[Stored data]
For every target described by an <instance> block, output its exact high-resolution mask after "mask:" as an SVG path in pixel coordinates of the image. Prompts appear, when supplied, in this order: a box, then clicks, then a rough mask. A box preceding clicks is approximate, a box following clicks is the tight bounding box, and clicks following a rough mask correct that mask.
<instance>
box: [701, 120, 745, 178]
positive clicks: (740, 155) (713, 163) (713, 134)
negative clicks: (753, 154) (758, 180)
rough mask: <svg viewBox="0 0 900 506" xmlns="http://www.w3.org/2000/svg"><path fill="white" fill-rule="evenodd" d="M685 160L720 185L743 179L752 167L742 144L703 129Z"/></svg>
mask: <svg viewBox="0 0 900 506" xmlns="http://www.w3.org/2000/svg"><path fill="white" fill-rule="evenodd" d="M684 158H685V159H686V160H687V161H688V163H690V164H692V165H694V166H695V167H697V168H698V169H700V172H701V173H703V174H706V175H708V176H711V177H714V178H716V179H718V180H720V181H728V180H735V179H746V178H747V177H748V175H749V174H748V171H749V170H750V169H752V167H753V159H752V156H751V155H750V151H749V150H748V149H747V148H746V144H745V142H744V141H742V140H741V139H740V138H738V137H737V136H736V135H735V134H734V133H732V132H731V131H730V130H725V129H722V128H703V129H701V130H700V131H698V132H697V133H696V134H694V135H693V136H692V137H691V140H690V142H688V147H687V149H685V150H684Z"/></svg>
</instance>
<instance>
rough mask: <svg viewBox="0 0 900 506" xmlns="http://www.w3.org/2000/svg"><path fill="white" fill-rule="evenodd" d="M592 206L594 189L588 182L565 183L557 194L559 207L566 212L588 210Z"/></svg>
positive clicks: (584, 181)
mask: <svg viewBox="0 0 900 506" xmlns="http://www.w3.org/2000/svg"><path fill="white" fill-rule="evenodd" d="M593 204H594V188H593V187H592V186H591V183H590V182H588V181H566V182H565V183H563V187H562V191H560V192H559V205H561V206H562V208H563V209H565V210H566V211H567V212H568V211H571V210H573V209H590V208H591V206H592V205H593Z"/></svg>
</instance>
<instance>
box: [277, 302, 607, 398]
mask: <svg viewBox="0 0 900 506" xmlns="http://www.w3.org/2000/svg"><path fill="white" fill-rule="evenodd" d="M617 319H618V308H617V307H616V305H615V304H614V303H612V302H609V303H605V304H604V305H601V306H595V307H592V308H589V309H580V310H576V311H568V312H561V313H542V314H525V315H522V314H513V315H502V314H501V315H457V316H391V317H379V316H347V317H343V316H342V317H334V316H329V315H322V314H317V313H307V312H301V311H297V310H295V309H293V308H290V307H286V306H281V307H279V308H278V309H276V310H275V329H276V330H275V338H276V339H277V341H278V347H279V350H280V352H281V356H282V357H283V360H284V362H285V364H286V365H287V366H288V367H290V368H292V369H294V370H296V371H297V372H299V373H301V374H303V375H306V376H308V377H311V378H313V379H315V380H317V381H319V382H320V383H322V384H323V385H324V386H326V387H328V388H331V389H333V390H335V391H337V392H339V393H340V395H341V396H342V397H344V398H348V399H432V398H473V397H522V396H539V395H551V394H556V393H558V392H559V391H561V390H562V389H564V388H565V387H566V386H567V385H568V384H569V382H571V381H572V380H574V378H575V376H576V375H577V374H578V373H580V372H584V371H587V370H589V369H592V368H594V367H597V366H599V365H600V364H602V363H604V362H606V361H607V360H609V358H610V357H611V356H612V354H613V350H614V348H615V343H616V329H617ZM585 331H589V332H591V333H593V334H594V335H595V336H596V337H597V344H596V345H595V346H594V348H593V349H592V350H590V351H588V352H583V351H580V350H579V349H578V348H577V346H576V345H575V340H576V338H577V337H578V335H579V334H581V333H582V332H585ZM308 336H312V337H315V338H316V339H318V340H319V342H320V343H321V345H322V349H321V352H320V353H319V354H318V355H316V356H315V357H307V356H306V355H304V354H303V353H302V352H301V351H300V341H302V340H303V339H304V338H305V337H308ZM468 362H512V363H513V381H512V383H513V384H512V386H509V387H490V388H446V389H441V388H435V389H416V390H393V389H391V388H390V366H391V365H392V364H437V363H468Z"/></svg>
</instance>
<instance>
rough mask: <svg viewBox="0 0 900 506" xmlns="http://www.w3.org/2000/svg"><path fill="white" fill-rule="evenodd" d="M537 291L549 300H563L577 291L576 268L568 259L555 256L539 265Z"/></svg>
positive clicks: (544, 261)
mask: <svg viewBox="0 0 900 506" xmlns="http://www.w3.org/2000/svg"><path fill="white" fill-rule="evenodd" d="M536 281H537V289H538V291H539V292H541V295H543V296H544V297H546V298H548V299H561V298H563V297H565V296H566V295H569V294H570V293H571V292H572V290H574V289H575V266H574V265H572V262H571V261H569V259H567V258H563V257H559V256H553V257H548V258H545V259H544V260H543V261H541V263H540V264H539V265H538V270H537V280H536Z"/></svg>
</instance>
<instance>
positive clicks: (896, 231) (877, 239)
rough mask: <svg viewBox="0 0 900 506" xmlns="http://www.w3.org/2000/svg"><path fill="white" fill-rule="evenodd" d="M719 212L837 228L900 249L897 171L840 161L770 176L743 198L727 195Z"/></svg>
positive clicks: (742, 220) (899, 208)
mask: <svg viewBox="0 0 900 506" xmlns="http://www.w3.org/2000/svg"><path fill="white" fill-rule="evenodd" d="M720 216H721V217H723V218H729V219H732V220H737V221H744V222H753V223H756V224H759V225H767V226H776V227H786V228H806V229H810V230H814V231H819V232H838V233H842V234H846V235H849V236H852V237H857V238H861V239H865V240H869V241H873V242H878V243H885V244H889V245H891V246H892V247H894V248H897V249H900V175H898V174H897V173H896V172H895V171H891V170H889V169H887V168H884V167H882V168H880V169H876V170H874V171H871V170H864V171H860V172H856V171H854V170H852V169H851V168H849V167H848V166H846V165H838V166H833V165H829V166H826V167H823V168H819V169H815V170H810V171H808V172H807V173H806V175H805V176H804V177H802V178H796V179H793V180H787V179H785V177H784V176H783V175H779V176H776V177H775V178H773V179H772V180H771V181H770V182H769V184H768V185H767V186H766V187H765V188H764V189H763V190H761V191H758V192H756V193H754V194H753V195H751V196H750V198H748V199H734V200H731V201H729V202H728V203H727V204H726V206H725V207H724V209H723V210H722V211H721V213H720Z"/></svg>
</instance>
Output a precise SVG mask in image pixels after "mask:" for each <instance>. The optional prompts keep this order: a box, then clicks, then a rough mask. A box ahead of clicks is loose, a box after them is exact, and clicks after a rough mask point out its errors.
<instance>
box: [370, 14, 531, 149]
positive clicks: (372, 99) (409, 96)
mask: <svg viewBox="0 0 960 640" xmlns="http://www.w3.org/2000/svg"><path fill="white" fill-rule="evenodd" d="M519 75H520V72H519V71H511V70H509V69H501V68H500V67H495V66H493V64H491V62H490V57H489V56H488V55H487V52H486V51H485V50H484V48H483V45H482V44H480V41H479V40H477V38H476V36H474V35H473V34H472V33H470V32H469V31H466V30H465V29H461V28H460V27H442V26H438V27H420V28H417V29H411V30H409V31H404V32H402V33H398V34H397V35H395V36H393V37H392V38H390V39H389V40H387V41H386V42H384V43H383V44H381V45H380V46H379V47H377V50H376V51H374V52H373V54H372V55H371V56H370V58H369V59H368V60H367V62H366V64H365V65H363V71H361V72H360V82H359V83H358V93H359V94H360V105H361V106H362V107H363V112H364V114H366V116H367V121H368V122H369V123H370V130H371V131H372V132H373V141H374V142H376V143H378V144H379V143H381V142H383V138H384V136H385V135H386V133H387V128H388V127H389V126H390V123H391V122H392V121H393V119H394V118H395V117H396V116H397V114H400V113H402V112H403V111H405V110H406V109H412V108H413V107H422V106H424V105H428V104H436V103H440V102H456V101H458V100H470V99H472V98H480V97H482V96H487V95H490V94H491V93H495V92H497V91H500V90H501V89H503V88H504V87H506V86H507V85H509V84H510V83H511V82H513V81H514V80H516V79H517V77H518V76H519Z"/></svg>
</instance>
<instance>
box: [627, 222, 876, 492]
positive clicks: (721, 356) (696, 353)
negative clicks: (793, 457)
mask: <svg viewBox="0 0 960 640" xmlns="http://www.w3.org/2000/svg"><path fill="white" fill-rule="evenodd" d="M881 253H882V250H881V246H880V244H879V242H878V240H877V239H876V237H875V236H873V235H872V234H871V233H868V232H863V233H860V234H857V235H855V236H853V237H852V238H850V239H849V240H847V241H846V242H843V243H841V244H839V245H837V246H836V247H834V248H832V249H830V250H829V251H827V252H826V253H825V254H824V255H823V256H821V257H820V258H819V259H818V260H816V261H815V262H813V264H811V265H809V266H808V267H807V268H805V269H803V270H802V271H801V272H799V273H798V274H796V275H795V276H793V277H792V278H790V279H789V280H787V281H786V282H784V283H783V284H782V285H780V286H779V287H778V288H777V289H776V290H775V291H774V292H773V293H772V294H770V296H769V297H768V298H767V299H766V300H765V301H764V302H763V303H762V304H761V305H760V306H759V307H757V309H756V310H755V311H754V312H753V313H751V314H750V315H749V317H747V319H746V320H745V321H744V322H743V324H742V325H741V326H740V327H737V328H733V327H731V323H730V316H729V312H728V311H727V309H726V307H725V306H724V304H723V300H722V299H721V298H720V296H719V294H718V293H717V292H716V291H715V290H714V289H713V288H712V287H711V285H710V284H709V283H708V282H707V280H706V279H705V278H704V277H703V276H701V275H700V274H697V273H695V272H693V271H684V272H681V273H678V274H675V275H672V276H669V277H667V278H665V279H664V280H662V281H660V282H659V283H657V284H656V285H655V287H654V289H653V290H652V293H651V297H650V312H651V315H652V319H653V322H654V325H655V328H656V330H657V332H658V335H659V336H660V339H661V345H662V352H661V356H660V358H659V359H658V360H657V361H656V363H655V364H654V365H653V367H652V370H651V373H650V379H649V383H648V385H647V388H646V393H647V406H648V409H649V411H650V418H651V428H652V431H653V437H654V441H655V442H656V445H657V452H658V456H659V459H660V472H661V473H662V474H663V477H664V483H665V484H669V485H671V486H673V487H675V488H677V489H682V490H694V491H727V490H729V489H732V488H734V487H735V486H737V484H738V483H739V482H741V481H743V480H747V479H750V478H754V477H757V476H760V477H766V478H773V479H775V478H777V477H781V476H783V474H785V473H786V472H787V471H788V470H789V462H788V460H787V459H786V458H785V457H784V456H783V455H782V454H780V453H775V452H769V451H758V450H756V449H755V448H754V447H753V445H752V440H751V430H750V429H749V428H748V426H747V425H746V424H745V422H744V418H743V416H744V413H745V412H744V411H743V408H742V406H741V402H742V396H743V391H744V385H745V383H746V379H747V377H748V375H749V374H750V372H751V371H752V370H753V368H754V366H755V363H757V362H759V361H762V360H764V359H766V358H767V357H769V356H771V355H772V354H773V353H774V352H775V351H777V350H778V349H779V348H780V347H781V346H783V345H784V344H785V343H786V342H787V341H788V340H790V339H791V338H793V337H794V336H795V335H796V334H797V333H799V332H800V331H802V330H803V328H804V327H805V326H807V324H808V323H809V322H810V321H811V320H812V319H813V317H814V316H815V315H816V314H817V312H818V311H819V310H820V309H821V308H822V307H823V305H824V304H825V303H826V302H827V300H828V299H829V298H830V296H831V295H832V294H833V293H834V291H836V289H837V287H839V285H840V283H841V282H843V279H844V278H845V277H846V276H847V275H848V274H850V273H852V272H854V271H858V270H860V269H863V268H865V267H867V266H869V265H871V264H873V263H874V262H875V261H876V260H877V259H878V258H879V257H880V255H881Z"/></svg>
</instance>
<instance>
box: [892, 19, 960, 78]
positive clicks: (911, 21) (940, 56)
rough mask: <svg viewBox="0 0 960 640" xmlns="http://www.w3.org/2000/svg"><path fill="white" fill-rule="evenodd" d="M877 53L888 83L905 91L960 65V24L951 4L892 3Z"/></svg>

> [Activity]: Copy the rows verbatim from their start through the line containing "160L720 185L743 179L752", including both ends.

> [Exercise solution]:
For every target described by an <instance> block, output its exact high-resolution mask after "mask:" as an SVG path in pixel coordinates of the image. Prompts appear, when supplied, in this order: a box, then clicks, then a rough mask. A box preceding clicks is approximate, a box following clicks is the tight bounding box, and clicks following a rough mask correct that mask.
<instance>
box: [701, 120, 745, 178]
positive clicks: (740, 155) (713, 163) (713, 134)
negative clicks: (753, 154) (758, 180)
rough mask: <svg viewBox="0 0 900 506" xmlns="http://www.w3.org/2000/svg"><path fill="white" fill-rule="evenodd" d="M685 160L720 185L743 179L752 167L742 144L703 129Z"/></svg>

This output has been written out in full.